JOB: Output the material exactly, but drop every image it holds.

##### SUPPLIED DATA #####

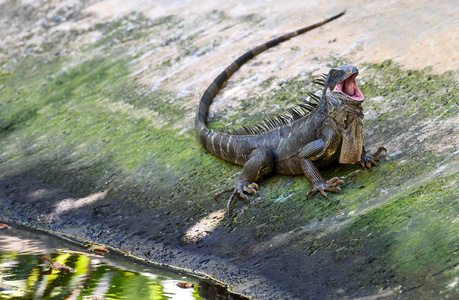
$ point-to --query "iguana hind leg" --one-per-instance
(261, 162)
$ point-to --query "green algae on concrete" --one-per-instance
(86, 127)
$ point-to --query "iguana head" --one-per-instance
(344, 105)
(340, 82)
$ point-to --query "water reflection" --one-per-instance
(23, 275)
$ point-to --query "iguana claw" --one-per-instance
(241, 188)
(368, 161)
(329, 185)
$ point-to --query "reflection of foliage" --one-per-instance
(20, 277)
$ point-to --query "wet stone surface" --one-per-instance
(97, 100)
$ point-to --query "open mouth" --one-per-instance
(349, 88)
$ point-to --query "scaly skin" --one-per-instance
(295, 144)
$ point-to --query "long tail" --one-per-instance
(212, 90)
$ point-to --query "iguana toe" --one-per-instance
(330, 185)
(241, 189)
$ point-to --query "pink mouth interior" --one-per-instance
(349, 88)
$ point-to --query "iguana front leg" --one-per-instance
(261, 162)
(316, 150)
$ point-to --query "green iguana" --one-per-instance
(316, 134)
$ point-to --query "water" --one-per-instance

#####

ANSWER IN FULL:
$ point-to --query "iguana hind leg" --one-per-instance
(261, 162)
$ point-to --query "green algae on concrete" --one-per-instance
(86, 127)
$ point-to --query "iguana head" --one-per-instance
(344, 105)
(340, 82)
$ point-to --query "water reflection" --one-per-instance
(23, 275)
$ point-to --query "iguana claw" --one-per-instance
(241, 188)
(368, 161)
(329, 185)
$ point-to --query "reflection of foliage" --one-per-instance
(20, 277)
$ point-to --query "wet stone surface" --one-per-instance
(97, 100)
$ point-to --query "open mouth" --one-per-instance
(349, 88)
$ point-to --query "scaly skin" --one-per-instance
(295, 144)
$ point-to --query "long tail" --one-per-instance
(212, 90)
$ point-to --query "iguana toe" --one-per-instance
(330, 185)
(241, 189)
$ point-to --query "pink mouth interior" --one-per-instance
(349, 88)
$ point-to --query "iguana front leg" --one-per-instance
(261, 162)
(316, 150)
$ point-to --query "green iguana" --one-per-instance
(316, 134)
$ point-to --query "water" --one-per-instance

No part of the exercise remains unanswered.